■ Records for the exercise:
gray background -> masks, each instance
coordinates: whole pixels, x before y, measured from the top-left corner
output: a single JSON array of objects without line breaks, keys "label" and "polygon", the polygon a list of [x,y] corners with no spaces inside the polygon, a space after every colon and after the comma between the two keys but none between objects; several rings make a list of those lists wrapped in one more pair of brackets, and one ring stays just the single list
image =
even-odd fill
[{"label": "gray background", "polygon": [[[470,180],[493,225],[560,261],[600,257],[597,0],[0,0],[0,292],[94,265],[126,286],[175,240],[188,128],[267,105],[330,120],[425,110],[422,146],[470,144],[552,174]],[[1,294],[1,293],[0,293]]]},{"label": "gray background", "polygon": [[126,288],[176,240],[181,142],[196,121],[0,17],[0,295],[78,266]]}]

■ What is required:
Your task is to transcribe all of the entries word for word.

■ Written reply:
gray background -> masks, each instance
coordinates: whole pixels, x before y, measured from the top-left corner
output: a single JSON array of objects without line breaks, keys "label" and "polygon", the polygon a list of [x,y] corners with no spaces inside the polygon, a space after every colon and after the comma between the two keys but none between objects; several rings make a list of those lists wrapped in one more pair of brackets, and one ring stays just the single list
image =
even-odd fill
[{"label": "gray background", "polygon": [[[470,180],[493,225],[560,261],[600,257],[597,0],[0,0],[0,292],[94,265],[126,286],[175,240],[188,128],[267,105],[330,120],[425,110],[422,146],[470,144],[552,174]],[[1,294],[1,293],[0,293]]]},{"label": "gray background", "polygon": [[126,288],[176,240],[181,142],[196,121],[0,17],[0,295],[78,266]]}]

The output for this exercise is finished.